Exercise input.
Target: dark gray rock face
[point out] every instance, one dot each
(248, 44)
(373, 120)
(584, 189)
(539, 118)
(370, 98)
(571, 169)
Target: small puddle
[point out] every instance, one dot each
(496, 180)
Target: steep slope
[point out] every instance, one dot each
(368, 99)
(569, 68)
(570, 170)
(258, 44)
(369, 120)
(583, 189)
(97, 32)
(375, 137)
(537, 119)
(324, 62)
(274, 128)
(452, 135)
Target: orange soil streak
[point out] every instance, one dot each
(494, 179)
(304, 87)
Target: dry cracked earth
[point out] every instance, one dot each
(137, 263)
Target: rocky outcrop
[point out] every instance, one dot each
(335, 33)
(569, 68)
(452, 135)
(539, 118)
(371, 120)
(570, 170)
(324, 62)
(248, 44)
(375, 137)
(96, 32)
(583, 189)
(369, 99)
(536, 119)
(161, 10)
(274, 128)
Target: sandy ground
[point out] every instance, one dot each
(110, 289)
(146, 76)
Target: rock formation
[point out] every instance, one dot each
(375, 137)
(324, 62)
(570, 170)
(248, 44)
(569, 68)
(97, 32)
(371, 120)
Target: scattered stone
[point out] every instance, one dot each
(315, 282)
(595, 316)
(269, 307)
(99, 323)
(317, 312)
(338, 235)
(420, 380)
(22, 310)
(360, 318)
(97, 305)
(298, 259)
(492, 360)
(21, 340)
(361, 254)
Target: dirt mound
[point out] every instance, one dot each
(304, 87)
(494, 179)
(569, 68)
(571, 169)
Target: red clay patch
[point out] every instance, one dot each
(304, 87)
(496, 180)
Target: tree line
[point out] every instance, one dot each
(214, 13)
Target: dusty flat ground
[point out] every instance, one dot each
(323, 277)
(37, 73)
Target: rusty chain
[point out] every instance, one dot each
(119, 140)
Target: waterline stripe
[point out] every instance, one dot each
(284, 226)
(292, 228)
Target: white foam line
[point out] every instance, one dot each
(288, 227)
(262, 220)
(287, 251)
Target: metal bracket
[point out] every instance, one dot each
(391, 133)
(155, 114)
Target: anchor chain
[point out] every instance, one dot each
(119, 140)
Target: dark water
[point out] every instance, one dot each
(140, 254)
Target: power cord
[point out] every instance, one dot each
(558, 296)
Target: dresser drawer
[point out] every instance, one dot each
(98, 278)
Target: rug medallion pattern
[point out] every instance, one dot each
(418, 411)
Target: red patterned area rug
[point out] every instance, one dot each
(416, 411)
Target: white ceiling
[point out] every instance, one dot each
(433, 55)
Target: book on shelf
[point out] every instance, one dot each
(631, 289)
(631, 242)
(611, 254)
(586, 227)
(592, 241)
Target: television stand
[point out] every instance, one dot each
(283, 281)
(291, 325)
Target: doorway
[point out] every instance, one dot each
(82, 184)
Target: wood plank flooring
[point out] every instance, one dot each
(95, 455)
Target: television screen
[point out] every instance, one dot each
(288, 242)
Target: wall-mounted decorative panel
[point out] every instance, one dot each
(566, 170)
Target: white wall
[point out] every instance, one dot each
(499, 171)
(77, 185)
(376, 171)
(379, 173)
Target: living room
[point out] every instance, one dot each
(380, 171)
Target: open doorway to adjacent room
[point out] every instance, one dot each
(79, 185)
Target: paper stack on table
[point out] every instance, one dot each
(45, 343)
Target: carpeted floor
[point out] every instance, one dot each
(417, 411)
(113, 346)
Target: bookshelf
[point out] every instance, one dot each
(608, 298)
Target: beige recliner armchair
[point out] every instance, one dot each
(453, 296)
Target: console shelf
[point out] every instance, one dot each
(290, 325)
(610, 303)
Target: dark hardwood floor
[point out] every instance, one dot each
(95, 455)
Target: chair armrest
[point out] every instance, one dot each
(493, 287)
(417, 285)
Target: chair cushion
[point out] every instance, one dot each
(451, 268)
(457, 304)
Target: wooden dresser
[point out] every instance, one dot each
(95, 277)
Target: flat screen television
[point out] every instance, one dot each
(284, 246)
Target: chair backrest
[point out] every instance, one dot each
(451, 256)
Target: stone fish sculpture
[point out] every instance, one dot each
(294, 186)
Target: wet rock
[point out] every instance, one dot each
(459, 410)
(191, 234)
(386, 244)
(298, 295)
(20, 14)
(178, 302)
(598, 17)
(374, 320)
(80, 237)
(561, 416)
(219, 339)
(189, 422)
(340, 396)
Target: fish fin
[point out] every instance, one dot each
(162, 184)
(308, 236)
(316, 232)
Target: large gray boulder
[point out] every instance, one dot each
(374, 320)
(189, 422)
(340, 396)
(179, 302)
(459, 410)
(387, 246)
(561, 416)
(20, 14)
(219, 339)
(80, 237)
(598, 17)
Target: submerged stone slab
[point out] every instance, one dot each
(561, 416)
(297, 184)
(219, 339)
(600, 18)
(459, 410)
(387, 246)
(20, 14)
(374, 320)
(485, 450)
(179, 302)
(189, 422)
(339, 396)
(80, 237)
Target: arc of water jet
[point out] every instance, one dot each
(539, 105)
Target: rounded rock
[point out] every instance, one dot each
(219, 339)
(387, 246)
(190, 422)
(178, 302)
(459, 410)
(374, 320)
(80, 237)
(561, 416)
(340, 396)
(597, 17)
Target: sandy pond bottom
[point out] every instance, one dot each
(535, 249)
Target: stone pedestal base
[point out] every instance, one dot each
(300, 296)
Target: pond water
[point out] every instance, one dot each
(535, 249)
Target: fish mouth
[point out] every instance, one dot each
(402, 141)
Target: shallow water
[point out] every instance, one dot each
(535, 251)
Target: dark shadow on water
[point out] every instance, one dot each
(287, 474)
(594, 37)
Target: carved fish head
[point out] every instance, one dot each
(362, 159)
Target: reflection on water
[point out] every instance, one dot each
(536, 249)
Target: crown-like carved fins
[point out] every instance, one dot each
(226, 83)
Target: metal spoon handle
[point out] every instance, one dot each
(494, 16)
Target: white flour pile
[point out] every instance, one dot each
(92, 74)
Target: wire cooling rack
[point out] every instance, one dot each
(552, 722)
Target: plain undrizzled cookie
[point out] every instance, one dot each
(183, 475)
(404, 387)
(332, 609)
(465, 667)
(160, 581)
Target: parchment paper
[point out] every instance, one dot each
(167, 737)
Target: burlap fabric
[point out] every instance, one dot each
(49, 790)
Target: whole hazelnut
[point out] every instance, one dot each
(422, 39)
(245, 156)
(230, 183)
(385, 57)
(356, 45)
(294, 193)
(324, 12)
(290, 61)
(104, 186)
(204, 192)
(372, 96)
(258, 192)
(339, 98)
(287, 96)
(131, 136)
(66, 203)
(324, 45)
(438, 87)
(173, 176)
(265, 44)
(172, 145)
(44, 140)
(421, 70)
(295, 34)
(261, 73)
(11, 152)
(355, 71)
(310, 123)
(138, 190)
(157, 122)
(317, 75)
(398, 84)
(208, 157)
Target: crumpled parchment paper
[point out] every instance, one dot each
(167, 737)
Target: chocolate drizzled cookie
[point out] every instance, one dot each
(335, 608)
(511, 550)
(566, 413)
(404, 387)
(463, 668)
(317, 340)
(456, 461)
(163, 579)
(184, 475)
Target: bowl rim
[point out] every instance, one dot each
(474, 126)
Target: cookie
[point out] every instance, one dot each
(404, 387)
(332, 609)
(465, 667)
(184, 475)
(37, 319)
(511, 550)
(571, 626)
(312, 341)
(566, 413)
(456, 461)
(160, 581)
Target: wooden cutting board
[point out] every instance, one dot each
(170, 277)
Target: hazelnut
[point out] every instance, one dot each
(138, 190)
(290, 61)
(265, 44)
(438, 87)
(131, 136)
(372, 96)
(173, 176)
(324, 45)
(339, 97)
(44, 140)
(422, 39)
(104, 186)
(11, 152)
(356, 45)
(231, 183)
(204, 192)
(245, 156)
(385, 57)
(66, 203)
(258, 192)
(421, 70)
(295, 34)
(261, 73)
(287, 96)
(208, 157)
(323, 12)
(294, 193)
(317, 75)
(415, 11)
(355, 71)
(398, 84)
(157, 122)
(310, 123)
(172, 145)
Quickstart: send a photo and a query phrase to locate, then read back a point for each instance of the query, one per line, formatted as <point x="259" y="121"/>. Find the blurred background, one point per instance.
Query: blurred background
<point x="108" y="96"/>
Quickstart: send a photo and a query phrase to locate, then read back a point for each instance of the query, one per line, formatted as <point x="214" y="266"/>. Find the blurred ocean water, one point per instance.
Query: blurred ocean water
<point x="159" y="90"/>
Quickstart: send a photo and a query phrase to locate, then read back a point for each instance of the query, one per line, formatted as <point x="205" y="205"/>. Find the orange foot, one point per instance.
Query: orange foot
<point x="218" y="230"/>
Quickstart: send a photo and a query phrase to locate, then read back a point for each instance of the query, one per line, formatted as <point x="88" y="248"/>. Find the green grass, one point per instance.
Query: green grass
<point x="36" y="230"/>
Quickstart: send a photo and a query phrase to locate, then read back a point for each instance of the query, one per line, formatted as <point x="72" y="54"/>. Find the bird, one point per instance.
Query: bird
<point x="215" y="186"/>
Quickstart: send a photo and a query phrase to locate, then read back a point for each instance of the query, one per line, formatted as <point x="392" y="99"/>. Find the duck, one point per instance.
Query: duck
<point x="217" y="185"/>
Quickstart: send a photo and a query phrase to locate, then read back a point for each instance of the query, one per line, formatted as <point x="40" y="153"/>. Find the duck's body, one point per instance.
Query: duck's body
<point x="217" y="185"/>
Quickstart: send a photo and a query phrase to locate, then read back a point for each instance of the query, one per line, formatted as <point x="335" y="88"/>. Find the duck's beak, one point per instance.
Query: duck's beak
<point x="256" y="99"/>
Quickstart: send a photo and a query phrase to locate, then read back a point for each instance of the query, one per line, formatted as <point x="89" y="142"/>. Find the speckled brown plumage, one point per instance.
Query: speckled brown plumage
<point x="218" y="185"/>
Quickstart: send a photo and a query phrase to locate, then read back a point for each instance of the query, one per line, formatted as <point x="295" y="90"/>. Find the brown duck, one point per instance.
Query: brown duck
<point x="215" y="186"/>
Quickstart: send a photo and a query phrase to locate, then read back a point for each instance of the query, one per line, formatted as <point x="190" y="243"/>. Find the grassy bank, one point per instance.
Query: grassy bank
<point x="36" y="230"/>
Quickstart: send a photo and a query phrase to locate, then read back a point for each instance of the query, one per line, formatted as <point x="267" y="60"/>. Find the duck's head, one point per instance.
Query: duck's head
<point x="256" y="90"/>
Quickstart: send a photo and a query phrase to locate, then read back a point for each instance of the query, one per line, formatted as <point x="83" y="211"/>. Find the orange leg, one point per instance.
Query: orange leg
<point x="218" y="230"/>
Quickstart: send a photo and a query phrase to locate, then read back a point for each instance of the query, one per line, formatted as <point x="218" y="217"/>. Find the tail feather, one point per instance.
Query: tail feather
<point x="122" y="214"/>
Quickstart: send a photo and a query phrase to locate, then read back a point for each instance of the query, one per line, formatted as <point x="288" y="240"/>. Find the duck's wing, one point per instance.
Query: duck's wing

Written instruction.
Copy out the lines from the line containing "leg, one point per instance." to the end of the listing above, without alteration.

Finished task.
Quickstart: send a photo and a query phrase to locate, then read back a point for each instance of the query, one per line, formatted as <point x="83" y="211"/>. Find the orange leg, one point per instance.
Query: orange leg
<point x="218" y="230"/>
Quickstart: send a photo and a query phrase to locate, then read back a point for each instance of the query, one per line, formatted as <point x="218" y="217"/>. Find the tail feather, one point per instance.
Query: tail feather
<point x="122" y="214"/>
Quickstart: send a photo and a query phrase to locate, then read back a point for each instance of the query, one per line, formatted as <point x="288" y="240"/>. Find the duck's wing, one point per instance.
Query: duck's wing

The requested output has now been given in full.